▸ **Text segment**
-.-.-
IPFW How to pair in-kernel NAT with check-state / keep-state

supportsobaka · Apr 20, 2018

Can't pair in-kernel NAT with real stateful ipfw. All 'seems-solved' examples I have seen online are in fact not safe.

The following set I have now works well allowing access web ('telnet google.com 80') both from jails and from the host system. (I'm not talking about access web on my box):

Code:

00220  nat 3 tcp from 10.1.1.11 to any dst-port 80,443 out via em0 #out of jail
00230  allow tcp from a.b.c.d to any dst-port 80,443 out via em0 #when leave NAT we have external IP, so allow it, leave ipfw here
00240  nat 3 tcp from any 80,443 to a.b.c.d in via em0 #return packet must be NATed again
00250  allow tcp from any 80,443 to 10.1.1.11 in via em0 #after NAT we are "to internal", so allow it, leave ipfw here, everything fine in jail now
00260  allow tcp from any 80,443 to a.b.c.d in via em0 #this is return for the host, when 'telnet example.com 80' issued from the host
65535  deny ip from any to any

But it's not safe. Anyone who pretends to be a 80 or 443 port will get access to any filtered ports on the system.

I figured out the following set. But this set of rules causes freeze of my box so that I need reboot it!

Code:

00220 skipto 3000 tcp from any 80,443 to a.b.c.d in via em0
00230 nat 3 tcp from 10.1.1.11 to any dst-port 80,443 out via em0 keep-state :accesswebint
00240 allow tcp from a.b.c.d to any dst-port 80,443 out via em0
03000 nat 3 tcp from any 80,443 to a.b.c.d in via em0
03010 check-state :accesswebint
65535  deny ip from any to any

My understanding is the following:

230 will get me out of jail and create dynamic rule for ports "80 - someport" and addresses "10.1.1.10 - someIP".
240 will get this packet out of ipfw to the world.
Return packet will hit 220 that allow bypass rule 230 that would otherwise trigger wrong dynamic rule because it has keep-state, but we need to nat this packet back to the jail first.
So 3000 will nat it and now I expected that 3010 will allow this paket, because of the created dynamic rule:

Code:

00230  1    60 (18s) STATE tcp 10.1.1.11 60491 <-> 172.217.21.174 80 :accesswebint

But as I said this set causes system freeze so that only reboot helps.
-.-.-
▸ **Source data**

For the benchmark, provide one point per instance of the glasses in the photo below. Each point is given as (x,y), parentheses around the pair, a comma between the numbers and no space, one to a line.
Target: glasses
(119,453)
-.-.-
▸ **Problem set**
(1) Please write out the part of the IPFW NAT post starting with "240 will get" and going on through "only reboot helps.".
(2) Answer these questions about the IPFW NAT post:
(a) Why does the author call the first rule set unsafe?
(b) What happens to the author's box when the second rule set is used?
(c) What name is attached to the keep-state and check-state rules in the second set?

▸ **Responses by task**
(1)
240 will get this packet out of ipfw to the world.
Return packet will hit 220 that allow bypass rule 230 that would otherwise trigger wrong dynamic rule because it has keep-state, but we need to nat this packet back to the jail first.
So 3000 will nat it and now I expected that 3010 will allow this paket, because of the created dynamic rule:

Code:

00230  1    60 (18s) STATE tcp 10.1.1.11 60491 <-> 172.217.21.174 80 :accesswebint

But as I said this set causes system freeze so that only reboot helps.

(2)
(a) Anyone who pretends to be port 80 or 443 will get access to any filtered ports on the system.
(b) It freezes, so that only a reboot helps.
(c) :accesswebint